**Stored data**
--
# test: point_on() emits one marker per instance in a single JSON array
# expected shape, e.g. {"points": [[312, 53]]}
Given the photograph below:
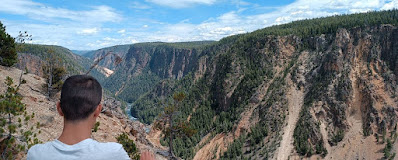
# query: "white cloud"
{"points": [[89, 31], [390, 5], [91, 22], [121, 31], [138, 5], [42, 12], [182, 3]]}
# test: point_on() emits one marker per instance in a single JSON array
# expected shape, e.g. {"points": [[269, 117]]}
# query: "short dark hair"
{"points": [[80, 96]]}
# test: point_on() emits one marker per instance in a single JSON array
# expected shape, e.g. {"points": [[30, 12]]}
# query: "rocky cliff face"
{"points": [[331, 96], [147, 64]]}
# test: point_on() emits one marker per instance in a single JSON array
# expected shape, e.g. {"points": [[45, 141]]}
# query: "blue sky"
{"points": [[88, 25]]}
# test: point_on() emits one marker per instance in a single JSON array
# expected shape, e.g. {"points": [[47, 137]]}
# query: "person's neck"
{"points": [[75, 132]]}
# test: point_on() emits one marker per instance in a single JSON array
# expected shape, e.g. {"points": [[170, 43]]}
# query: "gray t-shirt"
{"points": [[87, 149]]}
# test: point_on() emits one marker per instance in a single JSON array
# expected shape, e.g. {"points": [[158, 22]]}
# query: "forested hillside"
{"points": [[321, 88], [315, 76]]}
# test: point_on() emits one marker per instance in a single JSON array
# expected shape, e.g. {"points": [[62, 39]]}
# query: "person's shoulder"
{"points": [[109, 145], [112, 148], [36, 150], [39, 147]]}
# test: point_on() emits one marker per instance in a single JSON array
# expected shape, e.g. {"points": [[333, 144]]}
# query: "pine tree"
{"points": [[171, 127], [54, 72], [8, 54], [12, 109]]}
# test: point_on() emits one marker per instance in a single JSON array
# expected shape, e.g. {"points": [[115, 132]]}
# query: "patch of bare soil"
{"points": [[154, 137], [219, 144], [355, 145], [295, 101]]}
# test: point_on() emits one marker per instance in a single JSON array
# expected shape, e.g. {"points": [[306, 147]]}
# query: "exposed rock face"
{"points": [[346, 80]]}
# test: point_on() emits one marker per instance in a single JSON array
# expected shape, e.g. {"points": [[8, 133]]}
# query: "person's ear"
{"points": [[98, 111], [59, 109]]}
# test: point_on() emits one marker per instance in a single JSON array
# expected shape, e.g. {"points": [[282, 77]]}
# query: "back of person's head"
{"points": [[80, 96]]}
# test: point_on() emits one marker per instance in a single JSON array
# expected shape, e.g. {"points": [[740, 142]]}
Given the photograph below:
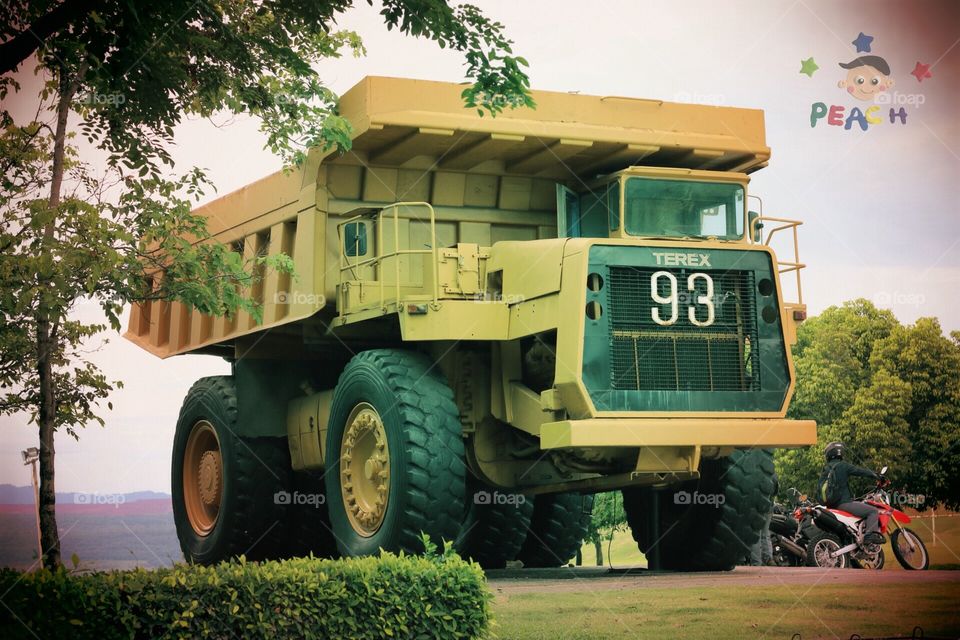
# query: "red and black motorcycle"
{"points": [[840, 543]]}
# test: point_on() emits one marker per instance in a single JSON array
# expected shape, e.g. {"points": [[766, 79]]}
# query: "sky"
{"points": [[879, 206]]}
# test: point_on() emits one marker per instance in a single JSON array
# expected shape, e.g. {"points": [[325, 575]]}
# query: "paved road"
{"points": [[512, 581]]}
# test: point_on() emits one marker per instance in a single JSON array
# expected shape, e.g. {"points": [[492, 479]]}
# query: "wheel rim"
{"points": [[202, 478], [365, 470], [915, 557], [822, 552]]}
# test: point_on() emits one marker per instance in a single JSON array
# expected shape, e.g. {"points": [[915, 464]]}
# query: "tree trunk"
{"points": [[46, 348]]}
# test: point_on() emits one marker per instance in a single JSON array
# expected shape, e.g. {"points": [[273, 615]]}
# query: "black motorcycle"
{"points": [[791, 528]]}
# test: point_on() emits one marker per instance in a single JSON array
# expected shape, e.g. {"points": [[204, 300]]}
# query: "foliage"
{"points": [[145, 244], [607, 518], [142, 66], [432, 596], [890, 392]]}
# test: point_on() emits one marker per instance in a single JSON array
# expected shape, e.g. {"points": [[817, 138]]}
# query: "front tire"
{"points": [[225, 488], [820, 547], [916, 559], [495, 525], [557, 528], [710, 523], [394, 455]]}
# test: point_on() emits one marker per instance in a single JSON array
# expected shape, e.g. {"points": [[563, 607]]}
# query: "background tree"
{"points": [[132, 71], [888, 391], [608, 517]]}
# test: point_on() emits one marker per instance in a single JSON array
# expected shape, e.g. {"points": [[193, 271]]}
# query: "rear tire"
{"points": [[919, 559], [394, 455], [711, 535], [495, 525], [225, 487], [557, 528], [818, 549]]}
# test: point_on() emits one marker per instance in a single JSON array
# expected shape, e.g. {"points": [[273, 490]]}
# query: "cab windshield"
{"points": [[683, 209]]}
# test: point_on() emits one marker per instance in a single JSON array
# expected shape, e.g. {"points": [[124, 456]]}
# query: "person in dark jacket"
{"points": [[843, 500]]}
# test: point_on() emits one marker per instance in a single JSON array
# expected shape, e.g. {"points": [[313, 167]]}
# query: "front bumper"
{"points": [[678, 432]]}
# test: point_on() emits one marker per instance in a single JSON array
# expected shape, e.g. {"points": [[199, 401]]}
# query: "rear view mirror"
{"points": [[355, 239], [755, 227]]}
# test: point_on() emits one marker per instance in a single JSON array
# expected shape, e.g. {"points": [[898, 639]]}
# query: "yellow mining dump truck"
{"points": [[491, 320]]}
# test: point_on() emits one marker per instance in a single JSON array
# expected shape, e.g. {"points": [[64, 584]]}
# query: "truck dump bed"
{"points": [[488, 179]]}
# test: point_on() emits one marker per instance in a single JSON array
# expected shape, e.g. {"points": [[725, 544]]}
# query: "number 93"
{"points": [[705, 299]]}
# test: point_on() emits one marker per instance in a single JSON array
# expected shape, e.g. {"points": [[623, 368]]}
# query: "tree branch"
{"points": [[24, 44]]}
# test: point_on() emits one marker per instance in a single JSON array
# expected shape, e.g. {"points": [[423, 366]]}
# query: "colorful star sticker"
{"points": [[921, 71], [808, 66], [862, 43]]}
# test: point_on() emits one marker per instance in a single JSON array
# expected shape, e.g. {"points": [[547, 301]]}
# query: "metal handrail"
{"points": [[784, 266], [378, 258]]}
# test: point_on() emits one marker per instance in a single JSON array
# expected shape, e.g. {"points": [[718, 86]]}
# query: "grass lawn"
{"points": [[827, 611], [944, 554]]}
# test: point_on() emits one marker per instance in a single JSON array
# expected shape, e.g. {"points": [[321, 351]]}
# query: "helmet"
{"points": [[834, 451]]}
--
**EXERCISE PROMPT**
Would you transcribe all of the data exactly, omitting any pictures?

**SOLUTION FOR THIS EXERCISE**
# test: point_on() emits one marker per instance in a single JSON array
# expected shape, e.g. {"points": [[312, 53]]}
Given the photograph below:
# query: "white cloud"
{"points": [[89, 31], [390, 5], [91, 22], [121, 31], [138, 5], [42, 12], [182, 3]]}
# test: point_on() emits one marker per instance in a single JSON array
# expected shape, e.g. {"points": [[269, 117]]}
# query: "short dark hair"
{"points": [[80, 96]]}
# test: point_on() emits one marker per instance in a single JSON array
# expected shape, e.g. {"points": [[30, 12]]}
# query: "rocky cliff face"
{"points": [[331, 96], [147, 64]]}
# test: point_on() emits one marker per instance in a single JSON array
# expected shape, e.g. {"points": [[45, 141]]}
# query: "blue sky"
{"points": [[88, 25]]}
# test: point_on() emits one marker per instance in a single JSON array
# expected shape, e.g. {"points": [[47, 137]]}
# query: "person's neck"
{"points": [[75, 132]]}
# test: point_on() emits one marker per instance in a single JSON array
# expected shape, e.g. {"points": [[170, 43]]}
# query: "gray t-shirt"
{"points": [[87, 149]]}
# test: point_on() emits one marker per instance in a single JSON array
# expected shape, e.g. {"points": [[158, 22]]}
# query: "forested hillside"
{"points": [[321, 88], [315, 76]]}
# test: point_on() emits one marker per instance in a single JSON array
# expected shape, e.g. {"points": [[62, 39]]}
# query: "person's shoulder"
{"points": [[109, 145], [112, 148], [36, 150], [39, 147]]}
# test: point_on() emits one marker per instance in a single JSON array
# expected shape, e.g. {"points": [[333, 144]]}
# query: "pine tree"
{"points": [[171, 127], [54, 72], [8, 54], [12, 109]]}
# test: point_on() emits one marker per instance in a single JSON array
# expected shape, e.g. {"points": [[115, 132]]}
# query: "patch of bare soil"
{"points": [[154, 137], [219, 144], [355, 145], [295, 101]]}
# test: point_on() emits one marker per instance in a single JSON array
# expected shape, e.g. {"points": [[306, 147]]}
# query: "exposed rock face"
{"points": [[346, 80]]}
# test: point_on() emits one marker per instance in a single JSON array
# expected shape, e.g. {"points": [[8, 133]]}
# query: "person's ear"
{"points": [[98, 111], [59, 109]]}
# test: point_on() emits one marker per instance in a single JSON array
# expected shape, e.g. {"points": [[282, 77]]}
# query: "back of person's head"
{"points": [[80, 96]]}
# test: point_on() emits one marker per instance in a single JSON array
# expected shape, e.g. {"points": [[740, 142]]}
Given the photograph below:
# query: "red and black motorcycle"
{"points": [[840, 543]]}
# test: point_on() emits one marker per instance in a single JSON array
# expected shape, e.g. {"points": [[766, 79]]}
# query: "sky"
{"points": [[879, 206]]}
# test: point_on() emits one marker per instance in a single JSON array
# expected shape, e.g. {"points": [[325, 575]]}
# query: "paved road"
{"points": [[512, 581]]}
# test: point_on() emits one marker per instance in a single JSON array
# expected shape, e.g. {"points": [[492, 479]]}
# query: "wheel rim"
{"points": [[202, 478], [365, 470], [915, 557], [822, 552]]}
# test: point_on() emits one marker per instance in a single JSON array
# expected shape, e.g. {"points": [[915, 464]]}
# query: "tree trunk"
{"points": [[46, 348]]}
# test: point_on() emits one marker per instance in a single JSON array
# expected shape, e.g. {"points": [[273, 615]]}
# query: "black motorcycle"
{"points": [[791, 528]]}
# test: point_on() emits one marker per instance in a single JSON array
# expected shape, e.g. {"points": [[204, 300]]}
# query: "foliage"
{"points": [[145, 244], [607, 518], [142, 66], [432, 596], [890, 392]]}
# test: point_on() emits one marker per instance in a single JSON array
# expected shape, e.g. {"points": [[817, 138]]}
# query: "front tire"
{"points": [[225, 488], [820, 547], [916, 559], [495, 525], [557, 528], [710, 523], [394, 455]]}
# test: point_on() emits one marker per instance in a single JSON array
# expected shape, e.g. {"points": [[563, 607]]}
# query: "background tree"
{"points": [[132, 71], [888, 391], [608, 517]]}
# test: point_on() emits one marker per instance in a single JSON array
# expected shape, e.g. {"points": [[193, 271]]}
# query: "rear tire"
{"points": [[919, 559], [394, 455], [711, 535], [495, 525], [225, 487], [557, 528], [818, 549]]}
# test: point_on() emits one marker per instance in a single JSON array
# expected shape, e.g. {"points": [[273, 490]]}
# query: "cab windshield"
{"points": [[683, 209]]}
# test: point_on() emits one marker per instance in a single JSON array
# expected shape, e.g. {"points": [[124, 456]]}
# query: "person in dark jacket"
{"points": [[843, 500]]}
# test: point_on() emits one marker per instance in a single JSON array
# expected shape, e.g. {"points": [[313, 167]]}
# query: "front bumper"
{"points": [[678, 432]]}
# test: point_on() emits one marker per instance in a single JSON array
# expected shape, e.g. {"points": [[199, 401]]}
# query: "rear view mirror"
{"points": [[355, 239], [755, 227]]}
# test: point_on() emits one marker per instance in a single JSON array
# expected shape, e.g. {"points": [[898, 639]]}
# query: "yellow mining dump truck"
{"points": [[491, 320]]}
# test: point_on() emits one marker per instance in a single JSON array
# expected shape, e.g. {"points": [[64, 584]]}
# query: "truck dump bed"
{"points": [[488, 179]]}
# test: point_on() emits one marker per instance in a single JSON array
# expected shape, e.g. {"points": [[725, 544]]}
# query: "number 93"
{"points": [[705, 299]]}
# test: point_on() emits one marker per instance in a single JSON array
# expected shape, e.g. {"points": [[623, 368]]}
# query: "tree branch"
{"points": [[24, 44]]}
# test: point_on() emits one marker per instance in a single JSON array
# expected shape, e.g. {"points": [[423, 366]]}
# query: "colorful star sticker"
{"points": [[921, 71], [808, 66], [862, 43]]}
# test: point_on() emits one marker per instance in a single JSON array
# expected shape, e.g. {"points": [[547, 301]]}
# query: "metal handrail"
{"points": [[784, 266], [378, 258]]}
# test: point_on() emits one marker per instance in a single JSON array
# expected shape, e.g. {"points": [[718, 86]]}
# query: "grass lawn"
{"points": [[827, 611], [944, 554]]}
# test: point_on() emits one marker per instance in a single JSON array
# expected shape, e.g. {"points": [[321, 351]]}
# query: "helmet"
{"points": [[834, 451]]}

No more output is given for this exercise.